─── Metin alıntısı ───

Yargıtay Kararı 11. Ceza Dairesi 2021/410 E. 2023/7911 K. 01.11.2023 T.

YARGITAY KARARI
DAİRE : 11. Ceza Dairesi
ESAS NO : 2021/410
KARAR NO : 2023/7911
KARAR TARİHİ : 01.11.2023

MAHKEMESİ :Asliye Ceza Mahkemesi
SAYISI : 2015/882 E., 2016/10 K.
SUÇ : Resmi belgede sahtecilik
HÜKÜM : Mahkûmiyet
TEBLİĞNAME GÖRÜŞÜ : Onama

Sanık hakkında kurulan hükmün; karar tarihi itibarıyla 6723 sayılı Kanun’un 33 üncü maddesiyle değişik 5320 sayılı Kanun’un 8 inci maddesi gereği yürürlükte bulunan 1412 sayılı Ceza Muhakemeleri Usulü Kanunu’nun (1412 sayılı Kanun) 305 inci maddesi gereği temyiz edilebilir olduğu, karar tarihinde yürürlükte bulunan 5271 sayılı Ceza Muhakemesi Kanunu’nun (5271 sayılı Kanun) 260 ıncı maddesinin birinci fıkrası gereği temyiz edenin hükmü temyize hak ve yetkisinin bulunduğu, 1412 sayılı Kanun’un 310 uncu maddesi gereği temyiz isteğinin süresinde olduğu, aynı Kanun’un 317 nci maddesi gereği temyiz isteğinin reddini gerektirir bir durumun bulunmadığı yapılan ön inceleme neticesinde tespit edilmekle, gereği düşünüldü:

I. HUKUKÎ SÜREÇ
… 9. Asliye Ceza Mahkemesinin, 07.01.2016 tarihli ve 2015/882 Esas, 2016/10 Karar sayılı kararı ile sanık hakkında resmi belgede sahtecilik suçundan 5237 sayılı Türk Ceza Kanunu’nun (5237 sayılı Kanun) 204 üncü maddesinin birinci fıkrası, 62 nci, 58 inci ve 53 üncü maddeleri uyarınca 1 yıl 9 ay 20 gün hapis cezası ile cezalandırılmasına, tekerrür hükümlerinin uygulanmasına ve hak yoksunluklarına karar verilmiştir.

II. TEMYİZ SEBEPLERİ
Sanığın temyiz isteği; somut bir nedene dayanmamaktadır.

III. OLAY VE OLGULAR
1. Olay günü başka bir soruşturma dosyasıyla ilgili yapılan adli arama sırasında sanığın, adli arama yapılan şahsın evinin arka kısmından kaçmak isterken kolluk kuvvetleri tarafından yakalandığında üzerinde kendi fotoğrafı bulunan, kardeşi İbrahim Gürler adına düzenlenmiş nüfus cüzdanını ibraz ettiği, bu suretle sanık hakkında resmi belgede sahtecilik suçundan iş bu kamu davası açılmıştır.

───

Yazılı görev A: Yargıtay kararına göre yerel mahkeme sanığa ne kadar hapis cezası vermiştir?
Yazılı görev B: Yargıtay kararını son cümlesinden sonra devam ettirerek genişletin.

─── Satırlar ───

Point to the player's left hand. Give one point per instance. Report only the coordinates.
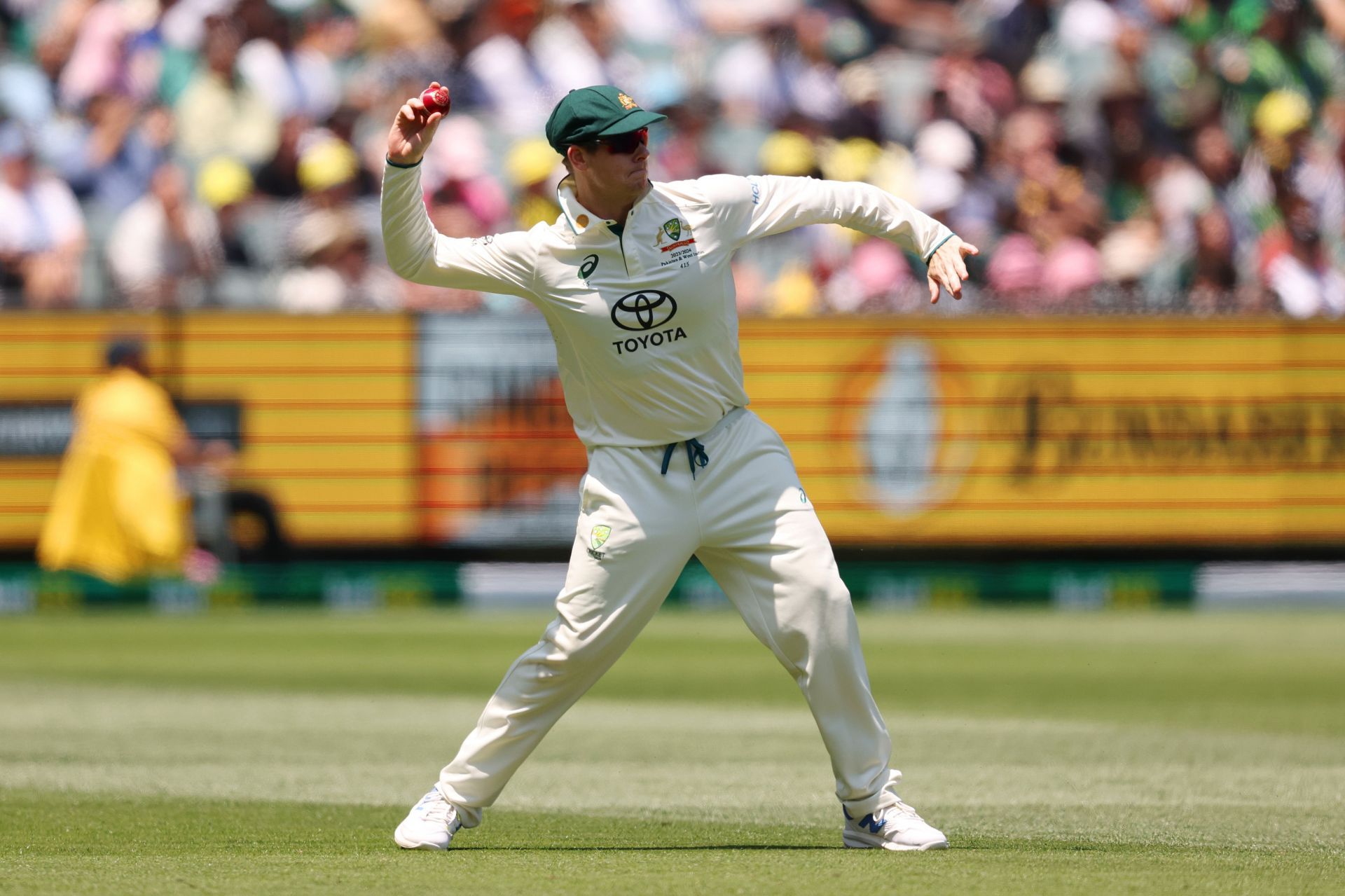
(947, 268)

───
─── Satırlar ───

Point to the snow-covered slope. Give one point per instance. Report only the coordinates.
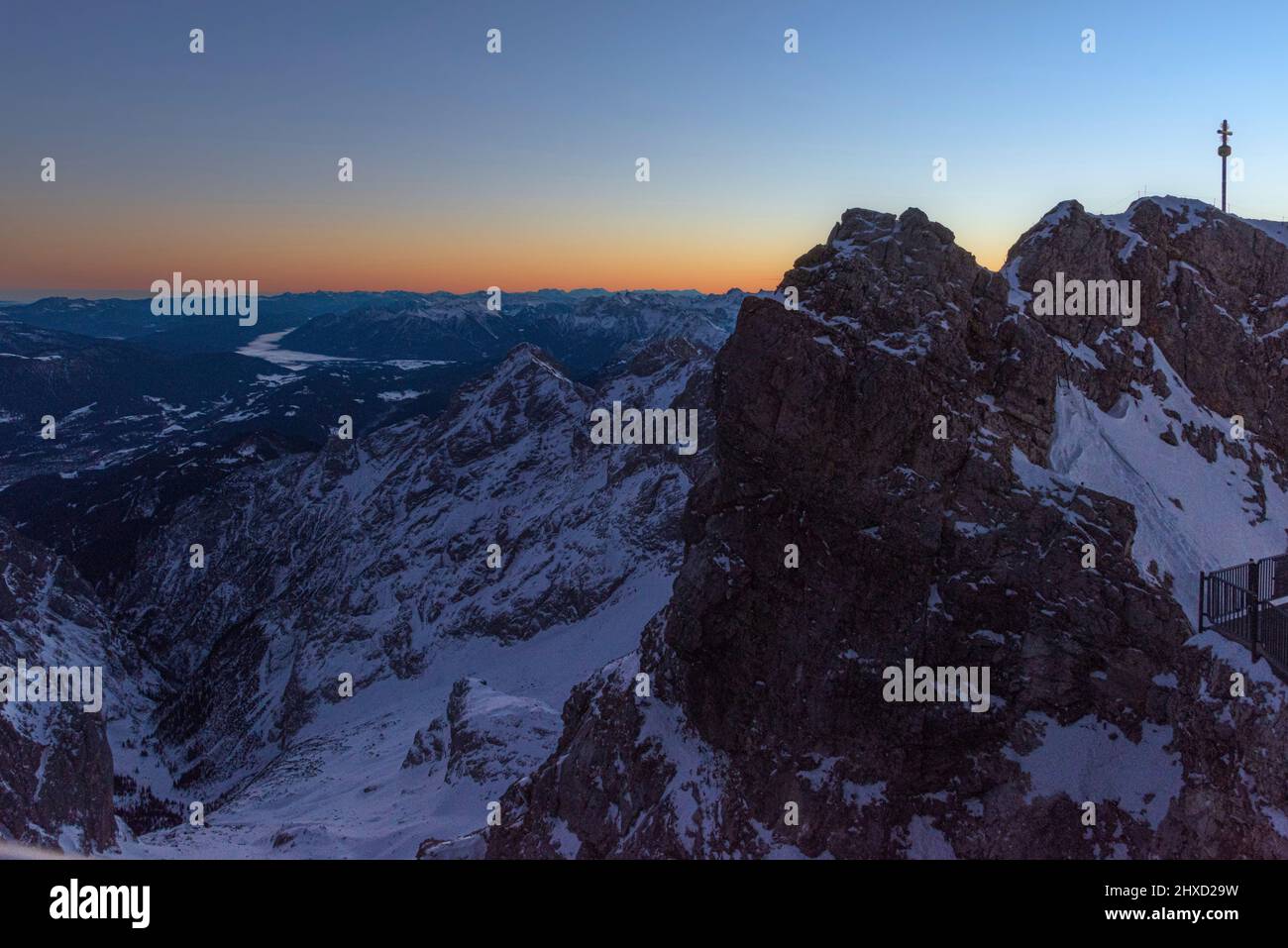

───
─── Satırlar ───

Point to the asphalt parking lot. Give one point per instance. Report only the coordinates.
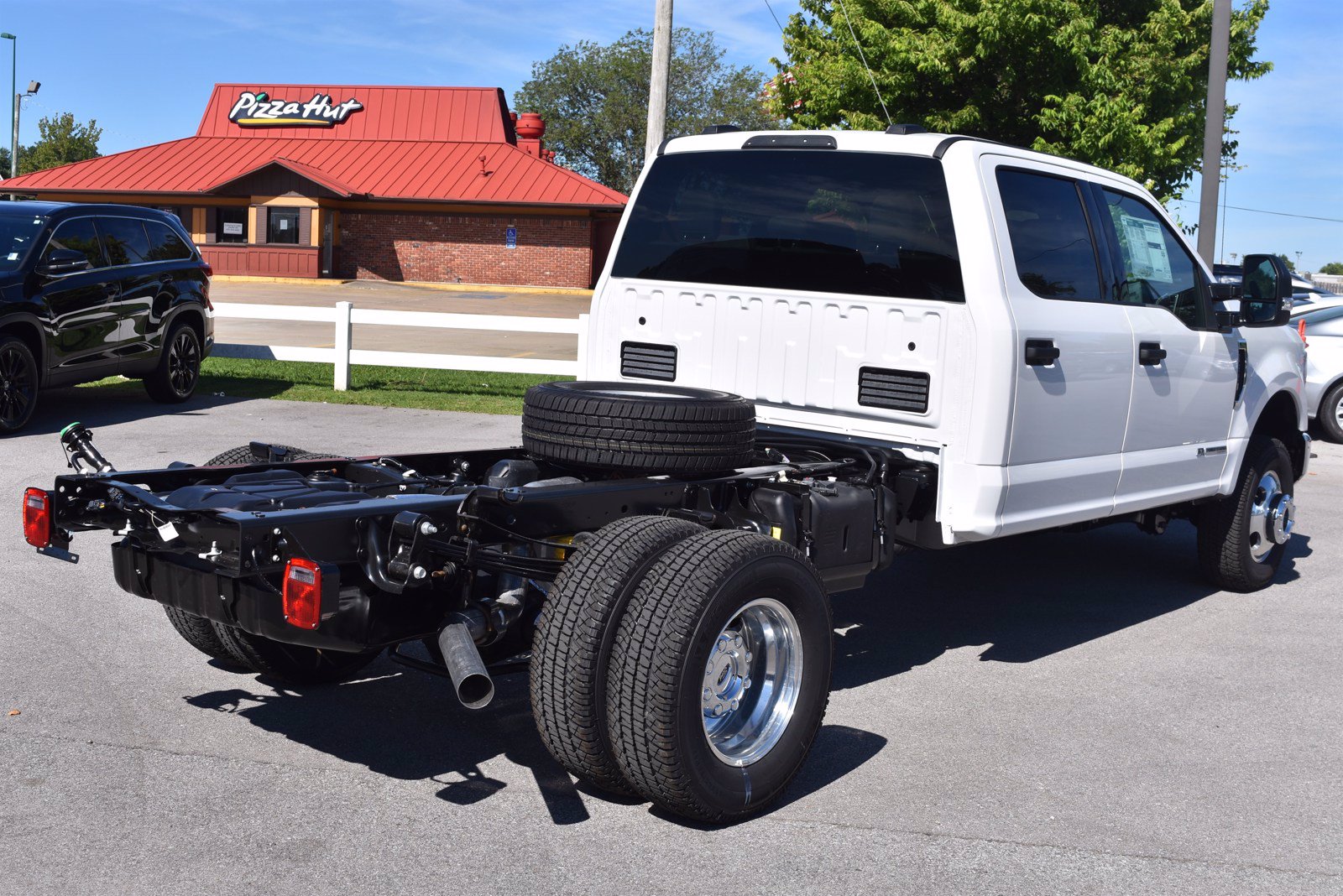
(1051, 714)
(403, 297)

───

Nihai sonuç A: 1 yıl 9 ay 20 gün.

Nihai sonuç B:
2. Sanık hakkında arama kaydı olduğu için kardeşine ait nüfus cüzdanının üzerine kendisinin fotoğrafını yapıştırıp PVC ile kaplattırarak kullandığını savunmuştur.
3. Kriminal raporda; inceleme konusu nüfus cüzdanında tahrifen fotoğraf değişikliği yapıldığı ve aldatma kabiliyetini haiz olduğu görüş ve kanaati bildirilmiştir.
4. Mahkemece suça konu nüfus cüzdanı üzerinde aldatıcılık niteliği yönünden herhangi bir inceleme yapılmamıştır.
5. Mahkemece sanığın üzerine atılı suçu işlediği kabul edilerek temyiz incelemesine konu mahkumiyet hükmü kurulmuştur.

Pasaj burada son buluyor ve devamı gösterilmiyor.